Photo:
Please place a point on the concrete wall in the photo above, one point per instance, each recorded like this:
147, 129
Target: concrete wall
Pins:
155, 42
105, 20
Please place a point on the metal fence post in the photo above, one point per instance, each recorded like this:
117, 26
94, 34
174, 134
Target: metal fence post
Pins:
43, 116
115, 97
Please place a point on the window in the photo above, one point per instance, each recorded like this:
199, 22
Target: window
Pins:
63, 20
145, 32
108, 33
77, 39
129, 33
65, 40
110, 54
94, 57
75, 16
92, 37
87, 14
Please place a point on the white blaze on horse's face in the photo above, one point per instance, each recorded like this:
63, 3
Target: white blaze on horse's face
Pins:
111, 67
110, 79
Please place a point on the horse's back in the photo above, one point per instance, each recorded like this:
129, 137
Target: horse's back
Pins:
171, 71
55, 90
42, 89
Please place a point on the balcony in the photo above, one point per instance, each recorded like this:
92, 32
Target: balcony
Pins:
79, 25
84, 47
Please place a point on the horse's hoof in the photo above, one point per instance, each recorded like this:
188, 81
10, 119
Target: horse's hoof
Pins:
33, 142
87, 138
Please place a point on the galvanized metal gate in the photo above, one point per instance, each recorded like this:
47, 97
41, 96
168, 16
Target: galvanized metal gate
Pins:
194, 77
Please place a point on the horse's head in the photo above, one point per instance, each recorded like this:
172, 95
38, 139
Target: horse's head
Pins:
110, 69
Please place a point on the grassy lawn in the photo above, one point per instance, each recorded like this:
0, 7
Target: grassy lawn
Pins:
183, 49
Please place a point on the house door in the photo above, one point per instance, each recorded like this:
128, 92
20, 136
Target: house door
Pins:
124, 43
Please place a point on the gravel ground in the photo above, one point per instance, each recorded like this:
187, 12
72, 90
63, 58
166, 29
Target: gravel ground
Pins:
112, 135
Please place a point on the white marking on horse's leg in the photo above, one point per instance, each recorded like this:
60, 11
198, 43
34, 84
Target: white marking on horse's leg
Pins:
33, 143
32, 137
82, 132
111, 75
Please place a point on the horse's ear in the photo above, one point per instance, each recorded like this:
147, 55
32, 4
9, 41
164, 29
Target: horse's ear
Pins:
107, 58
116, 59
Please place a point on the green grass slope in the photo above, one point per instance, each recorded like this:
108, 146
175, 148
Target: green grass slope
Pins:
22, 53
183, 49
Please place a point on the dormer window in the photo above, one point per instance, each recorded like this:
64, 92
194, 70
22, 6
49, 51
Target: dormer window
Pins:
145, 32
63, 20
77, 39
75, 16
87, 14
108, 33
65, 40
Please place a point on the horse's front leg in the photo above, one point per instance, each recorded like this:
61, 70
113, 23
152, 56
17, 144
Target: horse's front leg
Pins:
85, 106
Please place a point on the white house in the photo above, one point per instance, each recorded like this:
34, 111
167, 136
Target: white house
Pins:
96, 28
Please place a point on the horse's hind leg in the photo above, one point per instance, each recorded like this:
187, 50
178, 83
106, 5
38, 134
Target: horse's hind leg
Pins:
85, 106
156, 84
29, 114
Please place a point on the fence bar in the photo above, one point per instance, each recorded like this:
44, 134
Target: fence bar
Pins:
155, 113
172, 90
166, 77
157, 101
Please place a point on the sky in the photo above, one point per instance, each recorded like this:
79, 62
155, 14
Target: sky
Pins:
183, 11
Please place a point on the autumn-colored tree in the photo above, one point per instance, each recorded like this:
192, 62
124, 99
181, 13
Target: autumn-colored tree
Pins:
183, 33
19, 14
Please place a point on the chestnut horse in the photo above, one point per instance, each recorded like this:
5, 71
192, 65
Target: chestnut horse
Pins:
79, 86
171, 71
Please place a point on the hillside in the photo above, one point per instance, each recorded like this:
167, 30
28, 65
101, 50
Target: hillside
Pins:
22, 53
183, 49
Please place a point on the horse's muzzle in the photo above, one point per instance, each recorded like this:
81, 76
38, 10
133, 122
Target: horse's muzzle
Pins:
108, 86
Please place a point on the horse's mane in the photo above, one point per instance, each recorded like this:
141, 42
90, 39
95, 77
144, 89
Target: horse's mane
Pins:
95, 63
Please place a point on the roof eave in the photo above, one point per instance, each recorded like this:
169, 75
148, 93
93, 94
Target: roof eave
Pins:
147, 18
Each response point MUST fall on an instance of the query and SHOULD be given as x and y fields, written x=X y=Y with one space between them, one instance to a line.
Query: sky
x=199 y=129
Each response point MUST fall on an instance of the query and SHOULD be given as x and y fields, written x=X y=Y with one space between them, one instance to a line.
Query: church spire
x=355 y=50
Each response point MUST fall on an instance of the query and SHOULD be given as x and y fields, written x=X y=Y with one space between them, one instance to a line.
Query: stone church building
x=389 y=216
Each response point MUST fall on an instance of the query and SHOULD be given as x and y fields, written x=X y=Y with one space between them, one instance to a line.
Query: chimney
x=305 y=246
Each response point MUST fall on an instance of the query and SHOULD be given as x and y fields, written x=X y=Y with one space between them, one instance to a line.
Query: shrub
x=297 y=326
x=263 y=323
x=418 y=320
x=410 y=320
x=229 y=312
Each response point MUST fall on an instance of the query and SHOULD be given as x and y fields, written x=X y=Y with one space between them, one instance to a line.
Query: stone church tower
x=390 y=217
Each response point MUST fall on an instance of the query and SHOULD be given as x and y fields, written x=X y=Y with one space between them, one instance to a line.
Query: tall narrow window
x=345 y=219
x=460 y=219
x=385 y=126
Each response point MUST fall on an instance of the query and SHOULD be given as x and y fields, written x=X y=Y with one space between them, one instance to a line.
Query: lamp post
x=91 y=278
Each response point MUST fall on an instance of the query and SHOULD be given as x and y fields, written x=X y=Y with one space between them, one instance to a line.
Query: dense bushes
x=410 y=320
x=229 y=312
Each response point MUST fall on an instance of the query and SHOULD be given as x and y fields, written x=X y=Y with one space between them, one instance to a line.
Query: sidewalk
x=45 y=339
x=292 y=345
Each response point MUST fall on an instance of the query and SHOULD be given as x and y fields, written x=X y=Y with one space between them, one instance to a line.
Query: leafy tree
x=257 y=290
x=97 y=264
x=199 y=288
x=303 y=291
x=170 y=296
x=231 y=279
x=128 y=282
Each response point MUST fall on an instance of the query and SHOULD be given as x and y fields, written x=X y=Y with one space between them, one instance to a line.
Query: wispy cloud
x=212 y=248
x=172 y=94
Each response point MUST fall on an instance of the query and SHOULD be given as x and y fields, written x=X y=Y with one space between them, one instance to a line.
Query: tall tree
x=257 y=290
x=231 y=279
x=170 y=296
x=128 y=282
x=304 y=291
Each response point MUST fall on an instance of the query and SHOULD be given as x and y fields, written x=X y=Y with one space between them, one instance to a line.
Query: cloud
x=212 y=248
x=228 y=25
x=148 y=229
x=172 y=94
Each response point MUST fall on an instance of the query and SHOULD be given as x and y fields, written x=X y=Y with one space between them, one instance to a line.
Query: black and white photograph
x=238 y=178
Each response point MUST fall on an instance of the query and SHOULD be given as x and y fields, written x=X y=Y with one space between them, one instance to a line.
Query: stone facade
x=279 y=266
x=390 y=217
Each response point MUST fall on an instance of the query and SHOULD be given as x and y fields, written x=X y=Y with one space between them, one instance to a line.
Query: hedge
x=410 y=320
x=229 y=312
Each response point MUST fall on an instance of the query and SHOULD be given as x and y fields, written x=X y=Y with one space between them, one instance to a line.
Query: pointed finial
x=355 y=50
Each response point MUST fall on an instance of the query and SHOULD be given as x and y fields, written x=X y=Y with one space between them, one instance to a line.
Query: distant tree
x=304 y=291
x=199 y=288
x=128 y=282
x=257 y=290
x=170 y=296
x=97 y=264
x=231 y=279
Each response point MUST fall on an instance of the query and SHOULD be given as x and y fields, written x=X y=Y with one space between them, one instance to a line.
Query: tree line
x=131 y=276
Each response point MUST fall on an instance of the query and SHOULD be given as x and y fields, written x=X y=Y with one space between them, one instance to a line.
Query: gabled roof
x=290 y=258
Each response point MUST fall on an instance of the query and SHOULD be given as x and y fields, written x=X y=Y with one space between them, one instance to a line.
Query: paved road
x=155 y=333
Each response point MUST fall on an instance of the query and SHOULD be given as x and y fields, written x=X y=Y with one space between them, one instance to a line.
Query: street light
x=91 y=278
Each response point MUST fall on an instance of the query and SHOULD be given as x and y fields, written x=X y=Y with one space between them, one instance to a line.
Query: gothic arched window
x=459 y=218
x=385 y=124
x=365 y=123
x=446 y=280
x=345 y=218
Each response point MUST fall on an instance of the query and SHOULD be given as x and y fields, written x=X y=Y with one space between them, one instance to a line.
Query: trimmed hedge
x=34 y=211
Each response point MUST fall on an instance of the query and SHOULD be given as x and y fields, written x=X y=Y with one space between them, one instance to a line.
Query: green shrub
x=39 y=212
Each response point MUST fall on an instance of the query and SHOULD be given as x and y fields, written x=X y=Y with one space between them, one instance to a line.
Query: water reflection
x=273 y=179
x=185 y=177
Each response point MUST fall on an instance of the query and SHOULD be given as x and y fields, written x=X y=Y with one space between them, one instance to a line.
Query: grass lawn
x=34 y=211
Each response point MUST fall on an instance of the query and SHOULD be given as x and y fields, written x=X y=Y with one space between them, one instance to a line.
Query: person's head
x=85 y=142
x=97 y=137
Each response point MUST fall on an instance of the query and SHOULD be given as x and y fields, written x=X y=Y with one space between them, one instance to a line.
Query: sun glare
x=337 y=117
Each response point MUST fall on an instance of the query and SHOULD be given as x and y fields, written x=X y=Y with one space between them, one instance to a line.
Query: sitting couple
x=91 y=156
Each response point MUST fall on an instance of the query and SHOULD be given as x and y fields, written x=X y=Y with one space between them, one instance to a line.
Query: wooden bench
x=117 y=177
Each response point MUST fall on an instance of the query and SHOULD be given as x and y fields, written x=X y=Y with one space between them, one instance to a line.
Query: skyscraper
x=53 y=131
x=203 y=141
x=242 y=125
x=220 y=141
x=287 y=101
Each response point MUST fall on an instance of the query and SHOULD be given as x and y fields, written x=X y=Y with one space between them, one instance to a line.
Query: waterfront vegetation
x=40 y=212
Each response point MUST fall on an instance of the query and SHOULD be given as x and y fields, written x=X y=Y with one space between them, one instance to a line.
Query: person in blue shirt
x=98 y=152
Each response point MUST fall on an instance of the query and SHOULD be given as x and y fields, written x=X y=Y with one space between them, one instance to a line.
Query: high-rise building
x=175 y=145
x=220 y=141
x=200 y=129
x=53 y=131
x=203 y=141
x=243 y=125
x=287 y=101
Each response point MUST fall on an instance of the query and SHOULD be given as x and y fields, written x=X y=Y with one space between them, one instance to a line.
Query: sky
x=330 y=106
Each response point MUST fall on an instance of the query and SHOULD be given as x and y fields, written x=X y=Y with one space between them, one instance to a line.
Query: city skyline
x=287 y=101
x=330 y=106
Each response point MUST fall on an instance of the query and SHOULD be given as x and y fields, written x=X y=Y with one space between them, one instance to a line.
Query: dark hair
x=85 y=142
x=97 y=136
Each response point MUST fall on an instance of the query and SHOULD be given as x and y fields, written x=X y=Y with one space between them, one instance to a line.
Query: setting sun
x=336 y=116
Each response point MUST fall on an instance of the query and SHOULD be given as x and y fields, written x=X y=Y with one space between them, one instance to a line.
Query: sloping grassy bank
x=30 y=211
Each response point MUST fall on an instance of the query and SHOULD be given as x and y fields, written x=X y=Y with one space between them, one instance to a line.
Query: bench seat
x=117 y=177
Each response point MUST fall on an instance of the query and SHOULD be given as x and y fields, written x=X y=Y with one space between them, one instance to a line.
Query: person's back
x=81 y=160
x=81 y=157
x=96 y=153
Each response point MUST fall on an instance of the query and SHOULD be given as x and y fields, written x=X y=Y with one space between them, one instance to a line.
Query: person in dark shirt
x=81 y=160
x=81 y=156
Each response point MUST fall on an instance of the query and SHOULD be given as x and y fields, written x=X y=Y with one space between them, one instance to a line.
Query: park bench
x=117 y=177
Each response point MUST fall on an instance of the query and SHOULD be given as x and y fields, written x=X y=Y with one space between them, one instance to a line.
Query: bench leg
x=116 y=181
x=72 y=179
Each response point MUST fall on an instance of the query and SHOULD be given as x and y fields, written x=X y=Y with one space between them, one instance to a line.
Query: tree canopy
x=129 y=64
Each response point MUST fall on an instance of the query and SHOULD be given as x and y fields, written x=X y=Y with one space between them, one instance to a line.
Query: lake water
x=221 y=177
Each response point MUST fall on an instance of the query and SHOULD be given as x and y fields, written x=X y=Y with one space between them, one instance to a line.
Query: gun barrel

■ REQUIREMENT
Scan the material line by line and report each one that contains "chestnut".

■ RESULT
Please place a point on the chestnut horse in the photo above, one point per instance, each recorded like this:
Target: chestnut horse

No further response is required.